____ Text passage

Early on, my roommates and I had decided to throw a party on Thursday to blow through our excess alcohol, but that plan was quickly forgotten. Instead, on Thursday I brought an offering to my sophomore friend’s room: two just-opened bottles of liquor. My underclassmen friends, while resoundingly sad, were largely partying through the end with the knowledge that they would return to campus — to normalcy. I planned to move across the ocean in six months. If these were going to be my last moments of college, it seemed like I should try to remember them.

In the chaos of the week, I had almost forgotten that my 22nd birthday was on Saturday. Before the world exploded, I had clearly envisioned the birthday party I would throw after spring break. I would use my newfound free time to buy snacks and drinks and maybe bake a cake, curate a playlist, and convince all the people I liked most on campus to dance and gossip and drink with me for a few hours. In this alternate, normal universe, I would assuredly celebrate my actual birthday with friends before we all left for our respective spring breaks. In this actual universe, I was vacating my dorm instead of leaving for break on Saturday, but dinner at a bar on my birthday-eve was still feasible.

________

- Exercises to complete
(a) According to the text passage, what day of the week was the writer's 22nd birthday?
(b) From the text passage, output the words from "In the chaos" up to and including "was still feasible.", copied without any change.

____ Given entries

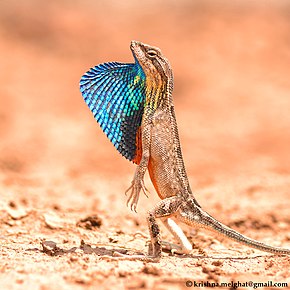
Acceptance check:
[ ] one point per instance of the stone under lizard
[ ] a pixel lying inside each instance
(133, 105)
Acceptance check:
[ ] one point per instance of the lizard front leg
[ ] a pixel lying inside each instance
(138, 181)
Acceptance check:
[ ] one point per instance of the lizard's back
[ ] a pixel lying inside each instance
(166, 167)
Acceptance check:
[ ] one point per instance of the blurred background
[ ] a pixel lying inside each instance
(231, 62)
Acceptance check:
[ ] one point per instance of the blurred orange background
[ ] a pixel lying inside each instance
(231, 62)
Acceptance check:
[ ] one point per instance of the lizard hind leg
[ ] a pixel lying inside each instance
(184, 246)
(163, 210)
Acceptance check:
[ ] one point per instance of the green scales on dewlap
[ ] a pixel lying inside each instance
(131, 101)
(115, 93)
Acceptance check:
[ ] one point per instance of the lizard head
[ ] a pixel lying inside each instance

________

- Answers for the tasks
(a) Saturday.

(b)
In the chaos of the week, I had almost forgotten that my 22nd birthday was on Saturday. Before the world exploded, I had clearly envisioned the birthday party I would throw after spring break. I would use my newfound free time to buy snacks and drinks and maybe bake a cake, curate a playlist, and convince all the people I liked most on campus to dance and gossip and drink with me for a few hours. In this alternate, normal universe, I would assuredly celebrate my actual birthday with friends before we all left for our respective spring breaks. In this actual universe, I was vacating my dorm instead of leaving for break on Saturday, but dinner at a bar on my birthday-eve was still feasible.